What you have to do: For this exercise, copy out each line of the material below that includes "grass".

Extracted records:
>>>

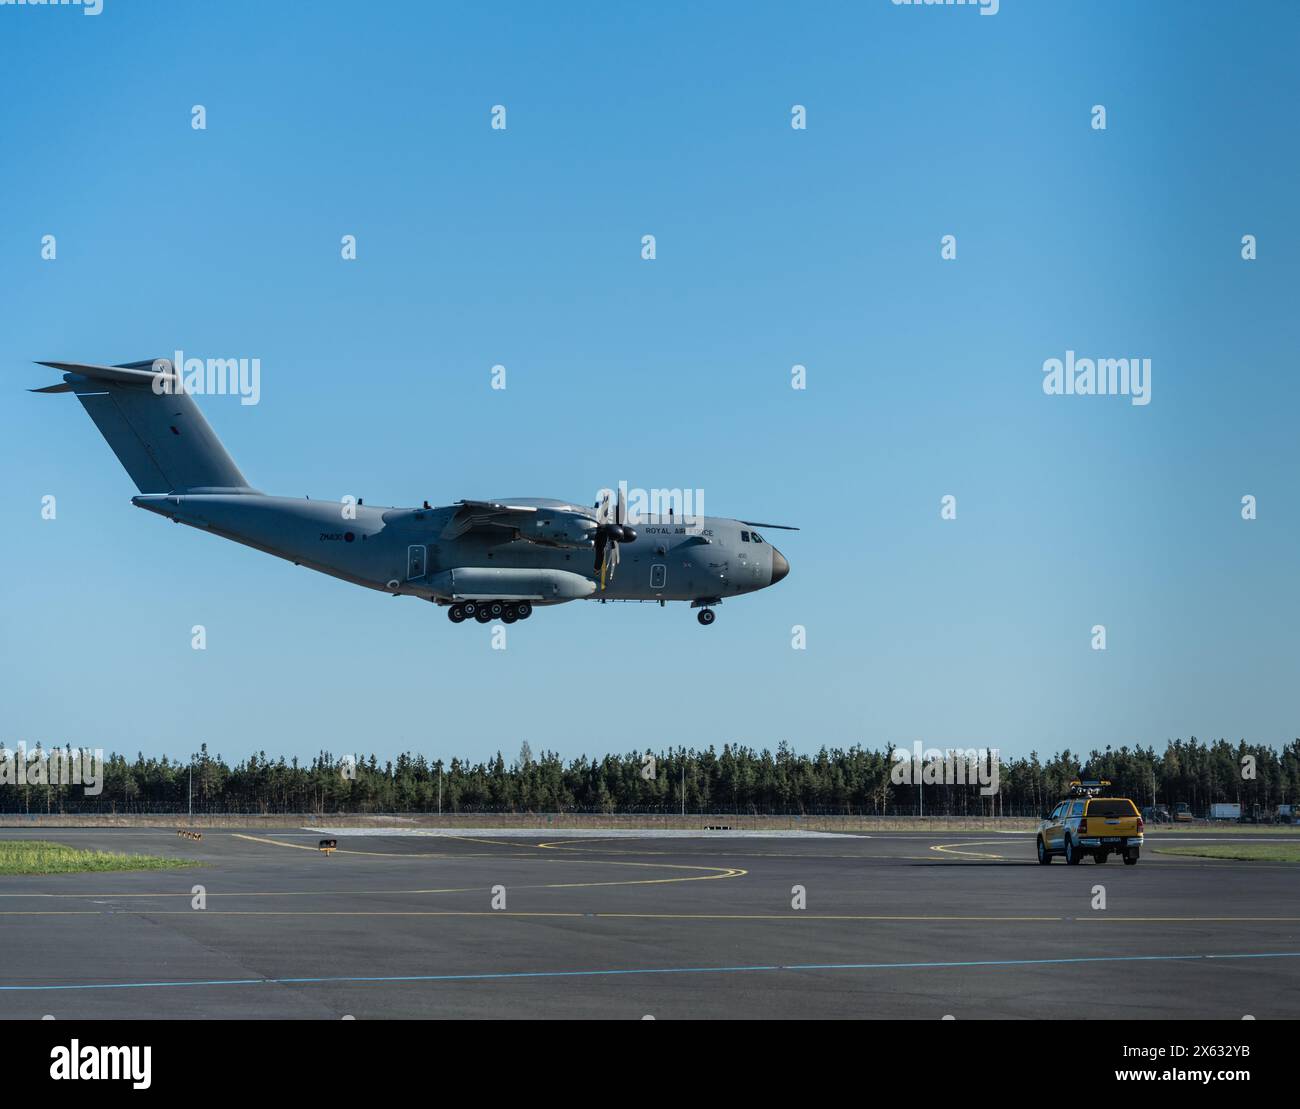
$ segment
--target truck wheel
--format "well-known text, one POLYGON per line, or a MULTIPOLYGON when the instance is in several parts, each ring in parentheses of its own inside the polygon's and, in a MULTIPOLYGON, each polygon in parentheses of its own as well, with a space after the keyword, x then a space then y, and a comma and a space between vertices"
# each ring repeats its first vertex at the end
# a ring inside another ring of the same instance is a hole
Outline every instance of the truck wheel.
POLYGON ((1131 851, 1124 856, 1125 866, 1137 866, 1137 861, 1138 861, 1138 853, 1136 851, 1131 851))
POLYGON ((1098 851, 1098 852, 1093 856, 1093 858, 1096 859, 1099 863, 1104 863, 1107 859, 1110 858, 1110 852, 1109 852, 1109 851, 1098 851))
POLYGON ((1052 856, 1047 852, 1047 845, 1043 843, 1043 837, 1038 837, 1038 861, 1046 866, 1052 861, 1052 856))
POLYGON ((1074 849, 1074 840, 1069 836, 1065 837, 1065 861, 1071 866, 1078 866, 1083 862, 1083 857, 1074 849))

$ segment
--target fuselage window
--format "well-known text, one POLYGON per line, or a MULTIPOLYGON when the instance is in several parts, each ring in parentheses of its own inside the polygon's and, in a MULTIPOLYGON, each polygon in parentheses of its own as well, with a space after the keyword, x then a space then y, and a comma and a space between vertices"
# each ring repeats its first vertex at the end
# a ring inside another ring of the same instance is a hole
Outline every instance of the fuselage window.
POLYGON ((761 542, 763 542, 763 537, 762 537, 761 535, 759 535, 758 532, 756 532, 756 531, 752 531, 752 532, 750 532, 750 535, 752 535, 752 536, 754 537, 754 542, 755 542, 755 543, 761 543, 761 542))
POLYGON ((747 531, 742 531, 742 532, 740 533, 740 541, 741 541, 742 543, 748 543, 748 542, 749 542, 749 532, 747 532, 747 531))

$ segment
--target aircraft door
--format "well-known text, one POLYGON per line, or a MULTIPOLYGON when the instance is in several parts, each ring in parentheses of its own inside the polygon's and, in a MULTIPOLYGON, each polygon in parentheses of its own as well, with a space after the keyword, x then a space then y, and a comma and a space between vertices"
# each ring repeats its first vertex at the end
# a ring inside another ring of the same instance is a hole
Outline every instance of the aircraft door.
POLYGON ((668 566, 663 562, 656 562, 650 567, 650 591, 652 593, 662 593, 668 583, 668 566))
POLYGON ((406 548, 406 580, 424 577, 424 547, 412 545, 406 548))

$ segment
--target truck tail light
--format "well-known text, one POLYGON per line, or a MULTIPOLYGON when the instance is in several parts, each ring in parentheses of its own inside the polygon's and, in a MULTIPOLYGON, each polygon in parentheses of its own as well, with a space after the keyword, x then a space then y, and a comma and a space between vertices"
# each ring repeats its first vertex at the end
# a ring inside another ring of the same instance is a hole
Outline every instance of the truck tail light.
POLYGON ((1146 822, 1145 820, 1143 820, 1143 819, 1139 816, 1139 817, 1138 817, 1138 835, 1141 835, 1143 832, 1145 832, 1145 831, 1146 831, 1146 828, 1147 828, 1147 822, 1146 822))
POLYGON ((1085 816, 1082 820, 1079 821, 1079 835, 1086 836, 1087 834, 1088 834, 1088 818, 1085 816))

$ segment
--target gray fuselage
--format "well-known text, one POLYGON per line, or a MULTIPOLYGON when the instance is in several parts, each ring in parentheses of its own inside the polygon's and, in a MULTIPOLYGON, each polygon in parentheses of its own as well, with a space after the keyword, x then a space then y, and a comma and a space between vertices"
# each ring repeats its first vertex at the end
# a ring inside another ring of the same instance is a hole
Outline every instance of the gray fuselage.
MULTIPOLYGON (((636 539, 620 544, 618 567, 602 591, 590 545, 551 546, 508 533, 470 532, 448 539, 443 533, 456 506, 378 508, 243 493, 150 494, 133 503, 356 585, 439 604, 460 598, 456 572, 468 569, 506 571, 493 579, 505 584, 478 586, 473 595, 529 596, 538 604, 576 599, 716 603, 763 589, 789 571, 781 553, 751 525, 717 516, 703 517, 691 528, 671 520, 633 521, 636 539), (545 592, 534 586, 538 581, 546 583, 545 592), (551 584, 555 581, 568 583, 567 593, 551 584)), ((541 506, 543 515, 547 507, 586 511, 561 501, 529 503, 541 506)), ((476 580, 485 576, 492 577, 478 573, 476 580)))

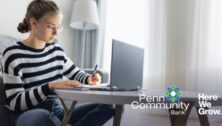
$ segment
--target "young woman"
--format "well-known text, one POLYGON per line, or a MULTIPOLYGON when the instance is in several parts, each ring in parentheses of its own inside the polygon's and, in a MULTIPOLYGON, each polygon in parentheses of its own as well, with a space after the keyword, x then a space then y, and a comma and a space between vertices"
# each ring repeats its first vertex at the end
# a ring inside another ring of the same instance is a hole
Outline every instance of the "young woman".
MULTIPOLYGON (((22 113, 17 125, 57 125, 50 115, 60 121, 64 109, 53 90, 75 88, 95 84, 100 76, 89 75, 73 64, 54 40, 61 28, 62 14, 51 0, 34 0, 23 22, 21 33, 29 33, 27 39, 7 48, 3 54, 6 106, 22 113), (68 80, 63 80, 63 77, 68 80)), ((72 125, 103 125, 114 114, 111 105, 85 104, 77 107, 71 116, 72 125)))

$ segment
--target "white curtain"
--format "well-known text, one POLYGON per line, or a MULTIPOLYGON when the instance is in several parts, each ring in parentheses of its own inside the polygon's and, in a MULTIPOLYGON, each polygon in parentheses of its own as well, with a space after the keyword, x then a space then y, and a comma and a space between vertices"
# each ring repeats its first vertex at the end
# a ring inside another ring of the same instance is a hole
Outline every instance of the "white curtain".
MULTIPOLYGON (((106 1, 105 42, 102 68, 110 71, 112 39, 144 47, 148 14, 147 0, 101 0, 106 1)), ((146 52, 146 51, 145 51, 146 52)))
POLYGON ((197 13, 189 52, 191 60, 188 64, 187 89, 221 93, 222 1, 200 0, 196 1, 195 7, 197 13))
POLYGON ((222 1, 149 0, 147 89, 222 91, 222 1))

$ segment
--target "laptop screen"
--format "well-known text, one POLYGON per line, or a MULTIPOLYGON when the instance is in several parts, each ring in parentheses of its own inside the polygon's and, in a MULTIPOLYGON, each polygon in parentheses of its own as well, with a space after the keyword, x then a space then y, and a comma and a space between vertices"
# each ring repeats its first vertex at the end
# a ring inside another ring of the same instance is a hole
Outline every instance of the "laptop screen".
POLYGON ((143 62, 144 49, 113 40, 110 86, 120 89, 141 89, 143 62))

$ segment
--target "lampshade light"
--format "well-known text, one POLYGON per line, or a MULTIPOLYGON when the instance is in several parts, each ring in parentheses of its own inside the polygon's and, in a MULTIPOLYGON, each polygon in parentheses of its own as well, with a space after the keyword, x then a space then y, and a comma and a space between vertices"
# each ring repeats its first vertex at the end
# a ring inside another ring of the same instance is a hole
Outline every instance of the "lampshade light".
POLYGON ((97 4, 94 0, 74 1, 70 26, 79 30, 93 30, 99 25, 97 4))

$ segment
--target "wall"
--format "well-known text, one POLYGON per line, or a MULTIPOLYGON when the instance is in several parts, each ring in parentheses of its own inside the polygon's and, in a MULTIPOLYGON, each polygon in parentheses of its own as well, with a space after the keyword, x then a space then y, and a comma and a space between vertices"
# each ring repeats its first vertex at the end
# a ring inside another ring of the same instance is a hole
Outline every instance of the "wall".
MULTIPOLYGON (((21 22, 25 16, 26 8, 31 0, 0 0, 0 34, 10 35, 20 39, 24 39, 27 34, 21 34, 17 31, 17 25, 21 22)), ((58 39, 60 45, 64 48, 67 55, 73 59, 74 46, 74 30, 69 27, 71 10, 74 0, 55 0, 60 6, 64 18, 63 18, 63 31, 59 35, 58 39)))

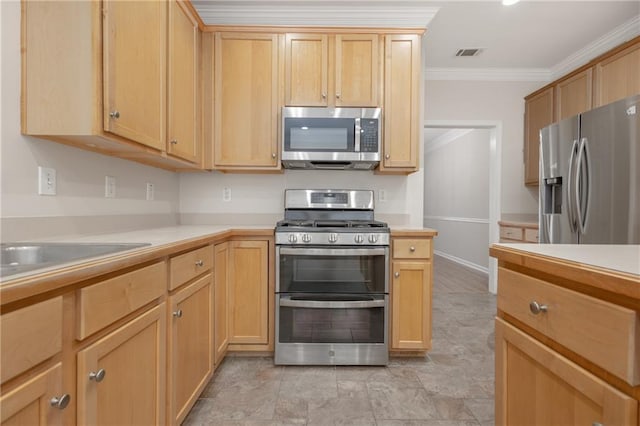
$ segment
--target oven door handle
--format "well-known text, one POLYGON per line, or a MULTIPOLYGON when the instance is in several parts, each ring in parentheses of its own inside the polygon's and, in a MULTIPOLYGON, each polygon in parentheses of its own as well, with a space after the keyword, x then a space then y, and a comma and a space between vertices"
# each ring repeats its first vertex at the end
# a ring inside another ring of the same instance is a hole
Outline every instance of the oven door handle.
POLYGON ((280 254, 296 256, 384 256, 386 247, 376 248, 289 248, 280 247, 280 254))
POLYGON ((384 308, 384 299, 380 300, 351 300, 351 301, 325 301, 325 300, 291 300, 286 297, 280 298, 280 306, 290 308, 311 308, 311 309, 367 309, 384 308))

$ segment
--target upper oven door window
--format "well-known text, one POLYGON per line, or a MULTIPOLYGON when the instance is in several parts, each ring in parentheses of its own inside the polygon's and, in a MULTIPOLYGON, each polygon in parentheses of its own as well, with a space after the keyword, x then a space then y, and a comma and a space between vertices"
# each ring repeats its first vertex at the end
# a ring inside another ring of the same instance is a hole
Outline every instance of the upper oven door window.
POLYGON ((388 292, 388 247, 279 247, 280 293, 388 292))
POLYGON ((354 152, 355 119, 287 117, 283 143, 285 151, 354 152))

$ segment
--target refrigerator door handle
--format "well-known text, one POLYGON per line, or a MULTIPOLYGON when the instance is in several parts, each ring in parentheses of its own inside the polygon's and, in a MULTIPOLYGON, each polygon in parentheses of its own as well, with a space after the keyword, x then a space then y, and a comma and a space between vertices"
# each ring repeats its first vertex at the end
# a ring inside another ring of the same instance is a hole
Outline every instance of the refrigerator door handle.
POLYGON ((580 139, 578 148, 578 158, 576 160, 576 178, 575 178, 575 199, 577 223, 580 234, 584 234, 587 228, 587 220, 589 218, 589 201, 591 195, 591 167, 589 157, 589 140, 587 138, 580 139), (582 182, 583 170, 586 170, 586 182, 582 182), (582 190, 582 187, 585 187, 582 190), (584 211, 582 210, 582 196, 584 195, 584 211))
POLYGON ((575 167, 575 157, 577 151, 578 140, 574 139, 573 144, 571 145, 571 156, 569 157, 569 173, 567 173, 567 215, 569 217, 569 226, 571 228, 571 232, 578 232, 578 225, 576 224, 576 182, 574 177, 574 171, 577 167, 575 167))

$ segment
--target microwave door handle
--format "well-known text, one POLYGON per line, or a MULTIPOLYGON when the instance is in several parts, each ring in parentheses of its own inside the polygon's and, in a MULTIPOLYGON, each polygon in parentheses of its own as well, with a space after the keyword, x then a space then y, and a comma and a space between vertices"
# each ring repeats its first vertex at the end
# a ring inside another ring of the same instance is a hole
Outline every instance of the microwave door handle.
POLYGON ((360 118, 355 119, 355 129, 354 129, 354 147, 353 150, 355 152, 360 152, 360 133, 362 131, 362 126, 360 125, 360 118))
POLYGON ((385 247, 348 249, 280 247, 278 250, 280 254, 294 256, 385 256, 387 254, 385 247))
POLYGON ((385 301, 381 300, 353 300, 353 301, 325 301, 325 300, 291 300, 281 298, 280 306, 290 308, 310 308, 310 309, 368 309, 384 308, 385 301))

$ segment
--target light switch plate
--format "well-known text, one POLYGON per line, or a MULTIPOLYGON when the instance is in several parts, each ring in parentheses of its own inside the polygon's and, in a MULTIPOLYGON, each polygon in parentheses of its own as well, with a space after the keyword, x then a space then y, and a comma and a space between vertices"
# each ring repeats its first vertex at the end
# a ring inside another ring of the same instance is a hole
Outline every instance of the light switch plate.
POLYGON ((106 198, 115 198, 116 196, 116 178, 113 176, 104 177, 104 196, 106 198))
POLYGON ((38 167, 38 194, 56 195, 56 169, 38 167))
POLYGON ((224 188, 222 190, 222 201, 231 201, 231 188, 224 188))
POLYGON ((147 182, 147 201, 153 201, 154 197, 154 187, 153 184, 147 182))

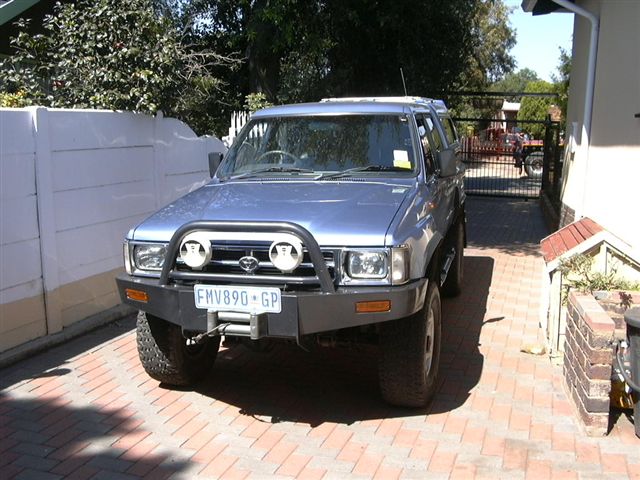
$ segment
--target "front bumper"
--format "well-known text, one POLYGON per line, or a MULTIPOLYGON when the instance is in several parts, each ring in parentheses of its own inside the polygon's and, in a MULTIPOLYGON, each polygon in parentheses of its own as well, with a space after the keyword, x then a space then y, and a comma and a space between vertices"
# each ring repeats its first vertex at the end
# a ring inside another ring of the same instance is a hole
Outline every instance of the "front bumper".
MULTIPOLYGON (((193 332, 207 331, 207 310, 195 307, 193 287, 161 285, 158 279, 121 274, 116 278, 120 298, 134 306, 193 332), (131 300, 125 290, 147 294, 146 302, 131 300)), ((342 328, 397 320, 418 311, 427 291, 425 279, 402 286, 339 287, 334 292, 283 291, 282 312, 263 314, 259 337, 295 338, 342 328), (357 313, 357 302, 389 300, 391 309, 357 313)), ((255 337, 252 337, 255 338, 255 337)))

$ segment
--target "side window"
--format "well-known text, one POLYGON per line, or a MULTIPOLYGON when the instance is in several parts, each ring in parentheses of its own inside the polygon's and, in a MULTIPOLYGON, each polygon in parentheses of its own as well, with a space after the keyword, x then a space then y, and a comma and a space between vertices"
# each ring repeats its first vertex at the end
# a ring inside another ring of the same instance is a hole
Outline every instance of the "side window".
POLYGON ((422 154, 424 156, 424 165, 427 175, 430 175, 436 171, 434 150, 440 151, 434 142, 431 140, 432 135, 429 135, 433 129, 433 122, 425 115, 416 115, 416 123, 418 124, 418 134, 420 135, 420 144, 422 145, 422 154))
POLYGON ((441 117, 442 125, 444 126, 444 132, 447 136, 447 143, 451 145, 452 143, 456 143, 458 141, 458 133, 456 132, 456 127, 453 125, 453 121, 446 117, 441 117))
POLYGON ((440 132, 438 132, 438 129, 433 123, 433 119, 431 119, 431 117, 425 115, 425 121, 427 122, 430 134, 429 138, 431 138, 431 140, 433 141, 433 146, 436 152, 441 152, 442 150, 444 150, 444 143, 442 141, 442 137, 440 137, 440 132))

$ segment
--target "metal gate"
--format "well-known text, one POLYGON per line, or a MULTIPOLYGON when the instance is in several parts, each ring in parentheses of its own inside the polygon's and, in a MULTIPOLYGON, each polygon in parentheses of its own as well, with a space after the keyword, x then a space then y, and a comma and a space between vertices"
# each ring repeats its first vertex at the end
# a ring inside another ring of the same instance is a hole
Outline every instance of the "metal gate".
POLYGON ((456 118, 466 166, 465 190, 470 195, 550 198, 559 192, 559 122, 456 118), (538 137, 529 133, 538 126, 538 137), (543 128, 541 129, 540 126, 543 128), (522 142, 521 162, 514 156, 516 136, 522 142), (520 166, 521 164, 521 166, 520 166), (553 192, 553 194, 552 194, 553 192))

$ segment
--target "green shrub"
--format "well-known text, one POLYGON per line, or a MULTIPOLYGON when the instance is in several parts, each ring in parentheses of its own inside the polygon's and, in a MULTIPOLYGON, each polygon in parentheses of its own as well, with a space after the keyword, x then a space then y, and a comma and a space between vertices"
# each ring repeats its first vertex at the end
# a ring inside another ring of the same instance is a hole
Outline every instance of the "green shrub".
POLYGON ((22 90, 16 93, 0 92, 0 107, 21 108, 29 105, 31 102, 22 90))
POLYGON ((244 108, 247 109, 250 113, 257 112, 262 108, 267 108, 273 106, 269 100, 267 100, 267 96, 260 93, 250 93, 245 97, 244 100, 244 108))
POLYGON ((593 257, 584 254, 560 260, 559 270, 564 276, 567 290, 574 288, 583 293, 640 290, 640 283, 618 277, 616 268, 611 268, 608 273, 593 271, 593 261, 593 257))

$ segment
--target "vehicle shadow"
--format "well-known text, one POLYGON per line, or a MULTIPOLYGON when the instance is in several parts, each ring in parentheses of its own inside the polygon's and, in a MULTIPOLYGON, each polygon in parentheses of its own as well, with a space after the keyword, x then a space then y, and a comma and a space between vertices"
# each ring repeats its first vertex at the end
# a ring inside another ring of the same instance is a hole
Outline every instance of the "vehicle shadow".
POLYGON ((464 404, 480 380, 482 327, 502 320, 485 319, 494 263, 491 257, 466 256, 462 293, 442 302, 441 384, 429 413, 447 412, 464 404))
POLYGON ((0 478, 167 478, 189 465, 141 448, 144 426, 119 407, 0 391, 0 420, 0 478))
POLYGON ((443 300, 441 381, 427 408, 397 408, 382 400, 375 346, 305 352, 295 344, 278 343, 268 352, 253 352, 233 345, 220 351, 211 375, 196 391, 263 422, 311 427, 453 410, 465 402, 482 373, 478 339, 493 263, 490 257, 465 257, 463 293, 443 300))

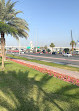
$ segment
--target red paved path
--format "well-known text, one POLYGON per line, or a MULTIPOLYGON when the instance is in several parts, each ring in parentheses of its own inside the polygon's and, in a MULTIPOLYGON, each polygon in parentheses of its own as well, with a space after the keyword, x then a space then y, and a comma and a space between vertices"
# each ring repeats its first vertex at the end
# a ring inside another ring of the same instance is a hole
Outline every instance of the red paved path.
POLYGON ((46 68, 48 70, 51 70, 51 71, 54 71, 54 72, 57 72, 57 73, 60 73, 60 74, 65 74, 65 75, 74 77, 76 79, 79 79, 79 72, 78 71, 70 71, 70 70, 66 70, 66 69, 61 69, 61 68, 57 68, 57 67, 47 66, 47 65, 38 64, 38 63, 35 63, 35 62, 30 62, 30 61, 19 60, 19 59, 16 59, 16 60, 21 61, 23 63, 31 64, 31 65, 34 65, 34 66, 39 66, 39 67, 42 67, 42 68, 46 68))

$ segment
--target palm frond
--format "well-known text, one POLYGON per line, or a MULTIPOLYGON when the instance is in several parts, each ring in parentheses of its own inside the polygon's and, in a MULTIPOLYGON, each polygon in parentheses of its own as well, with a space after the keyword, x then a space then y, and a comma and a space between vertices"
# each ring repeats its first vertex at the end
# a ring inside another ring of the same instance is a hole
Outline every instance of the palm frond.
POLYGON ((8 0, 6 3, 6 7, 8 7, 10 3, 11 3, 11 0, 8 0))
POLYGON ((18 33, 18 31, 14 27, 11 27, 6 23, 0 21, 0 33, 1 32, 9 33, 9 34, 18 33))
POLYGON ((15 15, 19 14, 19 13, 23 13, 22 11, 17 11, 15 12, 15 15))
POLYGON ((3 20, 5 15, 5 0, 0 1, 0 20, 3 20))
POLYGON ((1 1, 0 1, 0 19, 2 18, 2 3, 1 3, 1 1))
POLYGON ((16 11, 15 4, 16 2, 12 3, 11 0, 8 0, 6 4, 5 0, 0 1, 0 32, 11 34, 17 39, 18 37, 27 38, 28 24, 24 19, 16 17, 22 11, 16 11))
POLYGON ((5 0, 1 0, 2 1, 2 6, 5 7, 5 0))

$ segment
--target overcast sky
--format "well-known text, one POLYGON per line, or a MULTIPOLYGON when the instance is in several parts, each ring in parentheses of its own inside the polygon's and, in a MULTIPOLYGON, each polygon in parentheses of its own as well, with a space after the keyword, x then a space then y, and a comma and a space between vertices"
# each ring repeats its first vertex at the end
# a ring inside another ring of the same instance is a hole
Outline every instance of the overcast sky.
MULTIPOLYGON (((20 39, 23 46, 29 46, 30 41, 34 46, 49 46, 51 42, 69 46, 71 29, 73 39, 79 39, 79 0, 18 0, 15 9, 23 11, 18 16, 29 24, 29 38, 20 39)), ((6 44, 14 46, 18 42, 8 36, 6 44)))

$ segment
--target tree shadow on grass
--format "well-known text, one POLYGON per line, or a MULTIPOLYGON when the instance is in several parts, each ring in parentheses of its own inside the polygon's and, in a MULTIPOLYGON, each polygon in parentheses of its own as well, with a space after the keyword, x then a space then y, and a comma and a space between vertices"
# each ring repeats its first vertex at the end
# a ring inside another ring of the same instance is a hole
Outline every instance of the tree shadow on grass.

<<<

Finished task:
--target tree shadow on grass
Outline every instance of the tree shadow on grass.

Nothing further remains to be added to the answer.